PROBLEM TO WORK ON — Everything from the line containing "target | bottle label" through the final line of the records must be transcribed verbatim; nothing else belongs in the result.

>> begin RECORDS FOR PROCESSING

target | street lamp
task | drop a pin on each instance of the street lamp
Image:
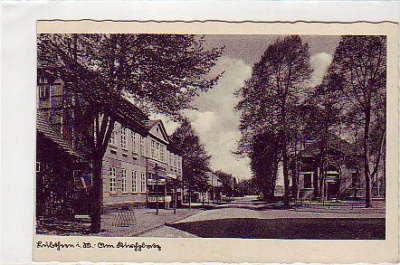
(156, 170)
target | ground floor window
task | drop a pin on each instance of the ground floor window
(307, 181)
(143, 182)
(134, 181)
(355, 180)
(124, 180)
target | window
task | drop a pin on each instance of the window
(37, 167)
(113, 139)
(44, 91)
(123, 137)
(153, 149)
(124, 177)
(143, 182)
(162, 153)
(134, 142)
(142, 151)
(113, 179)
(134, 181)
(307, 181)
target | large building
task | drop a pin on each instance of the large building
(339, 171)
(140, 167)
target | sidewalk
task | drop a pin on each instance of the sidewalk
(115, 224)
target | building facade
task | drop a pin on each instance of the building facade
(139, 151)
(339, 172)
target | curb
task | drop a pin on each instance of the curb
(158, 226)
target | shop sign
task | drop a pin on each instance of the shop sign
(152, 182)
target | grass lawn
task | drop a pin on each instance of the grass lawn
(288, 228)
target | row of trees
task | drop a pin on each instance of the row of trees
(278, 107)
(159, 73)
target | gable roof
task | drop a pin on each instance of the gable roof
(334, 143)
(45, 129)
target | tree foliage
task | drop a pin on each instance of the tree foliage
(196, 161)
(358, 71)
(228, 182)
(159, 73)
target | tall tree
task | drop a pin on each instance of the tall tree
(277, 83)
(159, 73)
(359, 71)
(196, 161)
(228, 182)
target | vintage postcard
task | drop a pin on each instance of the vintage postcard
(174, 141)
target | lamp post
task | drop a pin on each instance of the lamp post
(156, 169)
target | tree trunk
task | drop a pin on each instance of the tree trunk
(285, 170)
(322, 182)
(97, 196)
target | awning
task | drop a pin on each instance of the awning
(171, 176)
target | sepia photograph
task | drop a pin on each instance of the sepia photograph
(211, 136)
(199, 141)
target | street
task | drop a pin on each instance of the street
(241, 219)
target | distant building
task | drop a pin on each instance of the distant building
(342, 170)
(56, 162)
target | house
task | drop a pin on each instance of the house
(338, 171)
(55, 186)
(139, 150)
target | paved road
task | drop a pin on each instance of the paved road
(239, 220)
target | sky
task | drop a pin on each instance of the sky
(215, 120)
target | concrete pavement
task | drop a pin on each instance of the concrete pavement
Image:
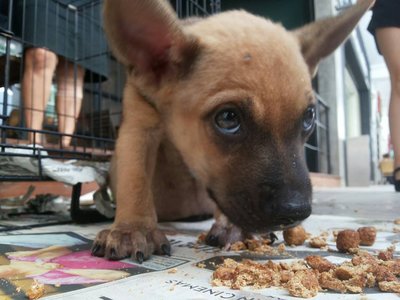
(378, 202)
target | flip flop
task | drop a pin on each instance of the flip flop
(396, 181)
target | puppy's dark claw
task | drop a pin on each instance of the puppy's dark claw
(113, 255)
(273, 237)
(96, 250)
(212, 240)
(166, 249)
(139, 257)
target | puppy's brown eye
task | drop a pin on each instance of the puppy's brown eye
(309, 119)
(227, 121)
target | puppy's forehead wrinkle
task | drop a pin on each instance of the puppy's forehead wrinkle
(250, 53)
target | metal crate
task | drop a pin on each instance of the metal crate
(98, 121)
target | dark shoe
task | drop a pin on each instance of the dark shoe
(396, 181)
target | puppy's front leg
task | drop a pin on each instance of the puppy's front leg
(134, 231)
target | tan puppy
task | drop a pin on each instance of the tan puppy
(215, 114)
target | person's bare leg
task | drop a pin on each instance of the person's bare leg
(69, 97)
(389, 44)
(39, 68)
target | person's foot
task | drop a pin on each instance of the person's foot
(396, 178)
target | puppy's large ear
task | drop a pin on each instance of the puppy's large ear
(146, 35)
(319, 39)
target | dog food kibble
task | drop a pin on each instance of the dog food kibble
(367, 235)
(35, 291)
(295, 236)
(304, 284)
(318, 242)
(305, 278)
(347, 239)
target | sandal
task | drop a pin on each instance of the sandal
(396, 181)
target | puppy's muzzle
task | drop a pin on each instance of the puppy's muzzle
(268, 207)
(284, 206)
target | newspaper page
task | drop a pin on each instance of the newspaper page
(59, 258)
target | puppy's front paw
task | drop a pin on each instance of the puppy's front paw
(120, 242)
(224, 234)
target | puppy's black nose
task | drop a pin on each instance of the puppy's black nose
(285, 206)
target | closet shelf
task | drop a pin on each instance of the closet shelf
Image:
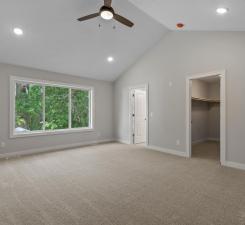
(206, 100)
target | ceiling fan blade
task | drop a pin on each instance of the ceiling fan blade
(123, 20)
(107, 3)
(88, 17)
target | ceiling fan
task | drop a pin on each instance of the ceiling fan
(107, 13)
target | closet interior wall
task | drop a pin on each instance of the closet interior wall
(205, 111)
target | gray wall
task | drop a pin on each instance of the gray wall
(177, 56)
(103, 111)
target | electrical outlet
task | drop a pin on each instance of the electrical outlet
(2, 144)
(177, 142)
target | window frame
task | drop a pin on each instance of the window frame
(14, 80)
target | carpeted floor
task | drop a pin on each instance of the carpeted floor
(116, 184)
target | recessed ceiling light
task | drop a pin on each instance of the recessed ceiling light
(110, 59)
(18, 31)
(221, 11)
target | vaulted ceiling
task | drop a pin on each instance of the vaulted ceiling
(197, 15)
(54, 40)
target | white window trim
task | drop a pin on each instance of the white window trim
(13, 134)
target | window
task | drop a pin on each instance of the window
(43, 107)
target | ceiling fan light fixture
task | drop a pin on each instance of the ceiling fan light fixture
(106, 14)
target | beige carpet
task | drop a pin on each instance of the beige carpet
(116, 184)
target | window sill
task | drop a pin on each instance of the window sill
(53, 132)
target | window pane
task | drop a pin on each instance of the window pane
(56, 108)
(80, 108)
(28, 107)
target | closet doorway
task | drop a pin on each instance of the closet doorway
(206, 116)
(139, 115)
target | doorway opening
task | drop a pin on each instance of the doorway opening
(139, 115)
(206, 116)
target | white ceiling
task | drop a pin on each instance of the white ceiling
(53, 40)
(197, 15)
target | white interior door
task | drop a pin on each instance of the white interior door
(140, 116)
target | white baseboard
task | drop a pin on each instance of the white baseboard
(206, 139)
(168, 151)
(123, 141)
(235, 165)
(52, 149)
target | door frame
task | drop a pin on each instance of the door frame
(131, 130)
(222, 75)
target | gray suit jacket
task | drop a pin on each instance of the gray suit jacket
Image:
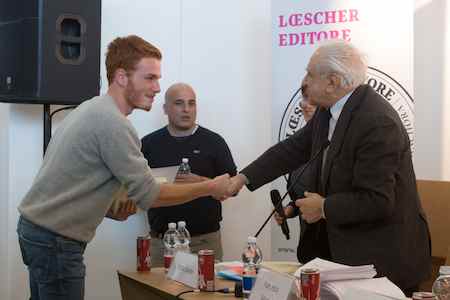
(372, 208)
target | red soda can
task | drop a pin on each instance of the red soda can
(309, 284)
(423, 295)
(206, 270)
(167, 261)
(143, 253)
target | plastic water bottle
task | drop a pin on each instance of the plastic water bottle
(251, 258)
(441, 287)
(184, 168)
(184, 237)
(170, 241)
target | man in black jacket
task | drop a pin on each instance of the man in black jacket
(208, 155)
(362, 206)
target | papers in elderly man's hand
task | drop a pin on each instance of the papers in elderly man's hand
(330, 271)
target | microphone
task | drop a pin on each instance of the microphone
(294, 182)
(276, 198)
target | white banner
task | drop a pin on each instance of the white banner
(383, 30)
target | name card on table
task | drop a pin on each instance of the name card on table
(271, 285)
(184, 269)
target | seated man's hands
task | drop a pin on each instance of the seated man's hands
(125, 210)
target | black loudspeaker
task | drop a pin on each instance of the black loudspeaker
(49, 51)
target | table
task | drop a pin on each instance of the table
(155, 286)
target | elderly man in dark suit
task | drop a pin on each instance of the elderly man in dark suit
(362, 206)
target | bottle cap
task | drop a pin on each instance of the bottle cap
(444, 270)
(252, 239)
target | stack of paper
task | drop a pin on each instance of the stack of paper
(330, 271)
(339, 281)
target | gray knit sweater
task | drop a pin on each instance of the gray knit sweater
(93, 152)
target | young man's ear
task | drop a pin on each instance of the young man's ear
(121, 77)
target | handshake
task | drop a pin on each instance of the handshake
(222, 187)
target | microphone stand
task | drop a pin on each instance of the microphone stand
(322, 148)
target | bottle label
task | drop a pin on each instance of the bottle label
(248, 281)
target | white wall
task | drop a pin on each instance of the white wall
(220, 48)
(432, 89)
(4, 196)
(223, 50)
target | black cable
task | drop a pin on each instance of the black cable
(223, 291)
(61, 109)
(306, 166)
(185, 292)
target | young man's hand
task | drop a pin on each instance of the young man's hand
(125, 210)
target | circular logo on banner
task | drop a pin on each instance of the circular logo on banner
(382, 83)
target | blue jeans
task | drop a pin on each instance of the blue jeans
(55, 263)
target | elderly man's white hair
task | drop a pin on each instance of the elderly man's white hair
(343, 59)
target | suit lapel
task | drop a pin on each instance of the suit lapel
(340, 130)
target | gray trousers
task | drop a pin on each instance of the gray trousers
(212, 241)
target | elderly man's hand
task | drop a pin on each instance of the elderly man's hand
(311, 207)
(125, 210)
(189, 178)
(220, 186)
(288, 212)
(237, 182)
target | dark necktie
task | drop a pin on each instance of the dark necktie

>> end RECORDS FOR PROCESSING

EXERCISE SOLUTION —
target | bottle label
task | drop a pin on each instance of the bottle label
(248, 281)
target | white wall
task | drop a pin on each instance of the white wall
(220, 48)
(432, 89)
(4, 196)
(223, 50)
target | black cable
task | drop a pin on each instance of the black cable
(223, 291)
(61, 109)
(306, 166)
(185, 292)
target | young man's hand
task | drop a pin on each instance of the young man's hand
(125, 210)
target | circular logo on banner
task | drop a pin on each instance of the circular logo on banner
(382, 83)
target | blue jeans
task | drop a pin on each instance of the blue jeans
(55, 263)
target | elderly man's white hair
task | drop a pin on each instance of the elderly man's white hair
(343, 59)
target | suit lapel
task | drop a pin on each instance of the suit lapel
(340, 130)
target | gray trousers
task | drop a pin on each instance of the gray trousers
(212, 241)
target | elderly man's hand
task | drop a pin on each instance of the elderly man's hand
(311, 207)
(125, 210)
(189, 178)
(220, 186)
(288, 212)
(237, 182)
target | dark necktie
task | drop a pin on each instance of the dark necktie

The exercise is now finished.